Pointing and labeling entries -
★ ★ ★

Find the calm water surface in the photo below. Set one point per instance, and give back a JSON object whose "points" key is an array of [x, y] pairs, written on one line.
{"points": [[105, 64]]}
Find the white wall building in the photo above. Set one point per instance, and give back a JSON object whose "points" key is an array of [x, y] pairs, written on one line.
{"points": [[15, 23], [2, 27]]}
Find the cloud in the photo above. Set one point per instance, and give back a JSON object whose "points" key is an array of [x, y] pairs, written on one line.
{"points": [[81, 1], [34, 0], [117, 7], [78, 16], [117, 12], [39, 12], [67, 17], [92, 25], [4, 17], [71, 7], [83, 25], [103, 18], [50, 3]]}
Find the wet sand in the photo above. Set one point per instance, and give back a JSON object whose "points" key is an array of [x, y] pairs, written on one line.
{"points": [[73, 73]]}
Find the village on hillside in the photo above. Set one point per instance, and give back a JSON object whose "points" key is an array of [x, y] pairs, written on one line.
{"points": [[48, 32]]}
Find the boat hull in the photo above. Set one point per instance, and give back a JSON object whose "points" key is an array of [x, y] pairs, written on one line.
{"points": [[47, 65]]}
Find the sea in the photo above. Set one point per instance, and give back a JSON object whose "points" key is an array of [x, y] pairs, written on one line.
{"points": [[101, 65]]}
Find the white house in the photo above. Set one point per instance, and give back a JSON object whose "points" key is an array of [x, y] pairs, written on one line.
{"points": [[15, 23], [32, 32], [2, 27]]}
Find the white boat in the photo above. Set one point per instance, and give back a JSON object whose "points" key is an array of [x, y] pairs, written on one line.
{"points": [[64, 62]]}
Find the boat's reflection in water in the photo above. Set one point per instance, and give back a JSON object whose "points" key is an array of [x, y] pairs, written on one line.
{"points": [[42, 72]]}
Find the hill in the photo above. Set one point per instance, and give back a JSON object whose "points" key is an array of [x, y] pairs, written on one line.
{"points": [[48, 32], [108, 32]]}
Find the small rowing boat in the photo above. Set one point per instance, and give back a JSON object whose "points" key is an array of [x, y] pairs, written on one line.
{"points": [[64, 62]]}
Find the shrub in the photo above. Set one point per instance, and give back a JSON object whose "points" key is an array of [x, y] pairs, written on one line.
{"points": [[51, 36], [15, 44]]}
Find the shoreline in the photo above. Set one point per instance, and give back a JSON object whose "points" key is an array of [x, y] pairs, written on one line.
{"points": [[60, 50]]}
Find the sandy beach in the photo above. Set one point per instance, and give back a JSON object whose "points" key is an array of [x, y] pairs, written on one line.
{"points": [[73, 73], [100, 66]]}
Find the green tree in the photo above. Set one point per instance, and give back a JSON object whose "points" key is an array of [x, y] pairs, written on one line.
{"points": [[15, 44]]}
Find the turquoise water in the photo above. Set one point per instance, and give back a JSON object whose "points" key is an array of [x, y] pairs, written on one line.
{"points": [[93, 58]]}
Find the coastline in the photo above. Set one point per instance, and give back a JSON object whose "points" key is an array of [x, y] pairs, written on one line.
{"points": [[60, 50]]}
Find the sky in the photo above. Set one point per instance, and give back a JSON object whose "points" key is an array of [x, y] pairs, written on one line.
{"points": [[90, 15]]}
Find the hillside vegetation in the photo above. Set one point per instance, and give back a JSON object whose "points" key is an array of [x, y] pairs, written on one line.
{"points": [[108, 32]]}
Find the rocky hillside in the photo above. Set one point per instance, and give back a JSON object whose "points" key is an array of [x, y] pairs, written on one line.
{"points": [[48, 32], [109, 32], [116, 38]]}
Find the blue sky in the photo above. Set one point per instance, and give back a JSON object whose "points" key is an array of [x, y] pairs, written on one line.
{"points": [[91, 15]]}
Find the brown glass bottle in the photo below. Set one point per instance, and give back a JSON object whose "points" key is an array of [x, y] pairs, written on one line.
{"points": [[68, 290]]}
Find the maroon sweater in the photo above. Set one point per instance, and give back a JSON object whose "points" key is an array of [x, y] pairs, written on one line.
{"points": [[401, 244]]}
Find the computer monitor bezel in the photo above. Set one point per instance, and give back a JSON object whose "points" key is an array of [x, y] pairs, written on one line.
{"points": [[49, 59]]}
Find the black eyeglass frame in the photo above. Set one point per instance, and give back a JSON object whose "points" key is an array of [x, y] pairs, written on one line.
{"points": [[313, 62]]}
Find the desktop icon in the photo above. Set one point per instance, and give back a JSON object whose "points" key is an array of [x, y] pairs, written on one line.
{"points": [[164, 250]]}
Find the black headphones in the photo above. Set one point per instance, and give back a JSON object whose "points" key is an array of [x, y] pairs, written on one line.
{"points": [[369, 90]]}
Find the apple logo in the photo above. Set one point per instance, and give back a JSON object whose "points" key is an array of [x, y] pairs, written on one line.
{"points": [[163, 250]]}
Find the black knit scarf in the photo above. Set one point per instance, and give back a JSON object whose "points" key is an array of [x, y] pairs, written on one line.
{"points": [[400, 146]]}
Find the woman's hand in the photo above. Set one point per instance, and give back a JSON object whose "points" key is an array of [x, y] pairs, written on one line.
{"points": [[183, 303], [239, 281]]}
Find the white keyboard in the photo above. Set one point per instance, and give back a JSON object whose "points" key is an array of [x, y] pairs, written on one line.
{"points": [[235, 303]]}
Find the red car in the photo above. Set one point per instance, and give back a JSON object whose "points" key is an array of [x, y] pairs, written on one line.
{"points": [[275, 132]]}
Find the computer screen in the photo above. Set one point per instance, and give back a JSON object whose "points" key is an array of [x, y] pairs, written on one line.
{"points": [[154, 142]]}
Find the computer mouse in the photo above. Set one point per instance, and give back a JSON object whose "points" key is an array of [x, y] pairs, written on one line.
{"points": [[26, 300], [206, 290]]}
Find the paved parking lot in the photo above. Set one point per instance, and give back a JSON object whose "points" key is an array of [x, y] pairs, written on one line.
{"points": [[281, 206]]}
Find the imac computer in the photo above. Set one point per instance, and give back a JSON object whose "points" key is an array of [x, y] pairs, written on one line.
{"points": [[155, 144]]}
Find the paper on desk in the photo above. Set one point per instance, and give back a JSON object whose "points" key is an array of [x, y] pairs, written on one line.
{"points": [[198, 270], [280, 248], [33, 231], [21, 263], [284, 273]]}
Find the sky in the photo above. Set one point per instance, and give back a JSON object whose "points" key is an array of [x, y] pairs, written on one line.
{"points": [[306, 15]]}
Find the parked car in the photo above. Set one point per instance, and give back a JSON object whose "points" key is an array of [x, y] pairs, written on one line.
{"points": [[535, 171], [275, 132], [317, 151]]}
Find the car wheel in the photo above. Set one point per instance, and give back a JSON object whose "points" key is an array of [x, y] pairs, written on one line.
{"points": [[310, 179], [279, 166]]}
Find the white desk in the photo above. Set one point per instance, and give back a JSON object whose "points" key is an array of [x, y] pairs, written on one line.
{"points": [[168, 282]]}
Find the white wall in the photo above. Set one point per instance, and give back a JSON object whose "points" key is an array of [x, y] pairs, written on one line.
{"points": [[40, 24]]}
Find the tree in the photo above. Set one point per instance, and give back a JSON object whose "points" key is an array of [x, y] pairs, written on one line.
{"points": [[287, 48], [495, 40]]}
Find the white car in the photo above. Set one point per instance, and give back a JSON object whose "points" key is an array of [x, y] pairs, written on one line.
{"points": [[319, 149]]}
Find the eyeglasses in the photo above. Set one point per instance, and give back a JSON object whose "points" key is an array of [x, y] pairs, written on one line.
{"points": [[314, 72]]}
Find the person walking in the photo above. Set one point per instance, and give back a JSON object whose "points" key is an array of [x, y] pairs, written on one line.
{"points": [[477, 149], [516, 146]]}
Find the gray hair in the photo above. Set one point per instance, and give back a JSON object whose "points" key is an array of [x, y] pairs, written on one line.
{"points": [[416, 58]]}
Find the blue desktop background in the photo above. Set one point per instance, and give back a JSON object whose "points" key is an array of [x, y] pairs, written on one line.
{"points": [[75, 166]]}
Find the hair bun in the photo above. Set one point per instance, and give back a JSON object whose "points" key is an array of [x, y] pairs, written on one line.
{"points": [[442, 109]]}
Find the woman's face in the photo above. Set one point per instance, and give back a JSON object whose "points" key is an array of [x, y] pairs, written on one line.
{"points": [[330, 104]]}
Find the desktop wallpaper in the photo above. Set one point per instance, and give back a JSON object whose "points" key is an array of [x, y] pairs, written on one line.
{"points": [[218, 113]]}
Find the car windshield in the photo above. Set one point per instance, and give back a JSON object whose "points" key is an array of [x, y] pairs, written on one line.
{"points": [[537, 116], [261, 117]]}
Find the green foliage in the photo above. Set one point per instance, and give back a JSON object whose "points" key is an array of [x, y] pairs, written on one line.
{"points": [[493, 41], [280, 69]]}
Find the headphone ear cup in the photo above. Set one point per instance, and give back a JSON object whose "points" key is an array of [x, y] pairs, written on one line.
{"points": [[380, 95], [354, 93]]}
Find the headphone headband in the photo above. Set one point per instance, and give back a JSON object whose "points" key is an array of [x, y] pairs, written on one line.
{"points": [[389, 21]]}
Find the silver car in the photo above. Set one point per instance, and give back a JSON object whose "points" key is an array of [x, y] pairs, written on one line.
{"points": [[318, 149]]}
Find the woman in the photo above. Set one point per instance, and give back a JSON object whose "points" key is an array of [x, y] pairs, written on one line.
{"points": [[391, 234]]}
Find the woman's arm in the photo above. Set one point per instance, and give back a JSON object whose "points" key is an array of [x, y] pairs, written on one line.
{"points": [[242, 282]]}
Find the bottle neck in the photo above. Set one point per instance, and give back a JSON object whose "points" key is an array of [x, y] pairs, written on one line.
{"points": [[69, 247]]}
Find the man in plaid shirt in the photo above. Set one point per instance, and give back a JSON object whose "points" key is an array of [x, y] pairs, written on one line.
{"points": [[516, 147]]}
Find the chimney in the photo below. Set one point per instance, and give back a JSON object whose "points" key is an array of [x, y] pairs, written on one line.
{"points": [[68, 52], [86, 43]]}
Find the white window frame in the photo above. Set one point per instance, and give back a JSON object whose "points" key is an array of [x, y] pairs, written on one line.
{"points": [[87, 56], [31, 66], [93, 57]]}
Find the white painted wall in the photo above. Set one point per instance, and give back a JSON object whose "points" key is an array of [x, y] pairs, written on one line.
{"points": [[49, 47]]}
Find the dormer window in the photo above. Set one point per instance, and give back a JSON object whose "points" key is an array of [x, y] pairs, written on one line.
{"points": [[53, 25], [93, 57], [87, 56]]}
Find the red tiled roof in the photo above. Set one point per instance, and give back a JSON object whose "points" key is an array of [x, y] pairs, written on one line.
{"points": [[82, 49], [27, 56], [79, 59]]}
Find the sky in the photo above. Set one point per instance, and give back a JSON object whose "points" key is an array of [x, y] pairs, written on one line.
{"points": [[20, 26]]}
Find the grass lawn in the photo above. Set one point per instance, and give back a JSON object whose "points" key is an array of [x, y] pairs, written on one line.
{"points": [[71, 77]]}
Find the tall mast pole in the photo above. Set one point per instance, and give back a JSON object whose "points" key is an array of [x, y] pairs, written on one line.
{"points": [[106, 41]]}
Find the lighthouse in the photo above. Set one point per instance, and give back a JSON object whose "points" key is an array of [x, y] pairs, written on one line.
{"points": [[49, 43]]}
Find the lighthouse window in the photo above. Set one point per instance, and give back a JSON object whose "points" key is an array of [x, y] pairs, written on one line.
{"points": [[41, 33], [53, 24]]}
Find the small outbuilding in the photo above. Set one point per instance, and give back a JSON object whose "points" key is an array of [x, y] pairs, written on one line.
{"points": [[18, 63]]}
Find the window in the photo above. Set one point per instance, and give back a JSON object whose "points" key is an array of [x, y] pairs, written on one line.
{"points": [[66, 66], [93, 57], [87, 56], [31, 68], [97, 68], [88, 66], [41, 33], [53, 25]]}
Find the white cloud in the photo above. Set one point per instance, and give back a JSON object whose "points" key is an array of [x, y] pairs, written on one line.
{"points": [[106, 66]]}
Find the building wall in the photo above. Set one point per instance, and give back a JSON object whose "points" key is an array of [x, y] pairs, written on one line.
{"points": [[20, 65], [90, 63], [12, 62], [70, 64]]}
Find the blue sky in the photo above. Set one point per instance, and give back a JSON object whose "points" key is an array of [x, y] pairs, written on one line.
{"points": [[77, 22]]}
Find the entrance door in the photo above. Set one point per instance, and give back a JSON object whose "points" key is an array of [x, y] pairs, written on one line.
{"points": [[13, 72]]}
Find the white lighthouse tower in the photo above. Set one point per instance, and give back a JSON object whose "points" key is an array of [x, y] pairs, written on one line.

★ ★ ★

The task -
Include both ends. Return the line holding "Find the white cloud" and all lines after it in the records above, exactly as written.

The completed task -
Find the white cloud in the photo above. Set one point per instance, and give back a JSON object whose "points" key is an array of [x, y] pairs, written on one line.
{"points": [[106, 66]]}
Find the building wall in the photo above. Set one point per instance, and give back a JSON object whose "points" key is an array of [x, y] pairs, written on one line.
{"points": [[20, 65], [90, 63], [12, 62], [70, 64]]}
Find the blue sky in the photo above. Set one point per instance, and give back a JSON object whose "points" key is an array of [x, y] pairs, written on one line.
{"points": [[77, 22]]}
Find the entrance door in the photo above. Set one point per instance, and give back a JSON object whose "points" key is an array of [x, y] pairs, written on one line.
{"points": [[13, 72]]}
Find the white lighthouse tower in the photo above. Set one point per instance, and give back a JSON object whose "points" key is an array of [x, y] pairs, written on one line.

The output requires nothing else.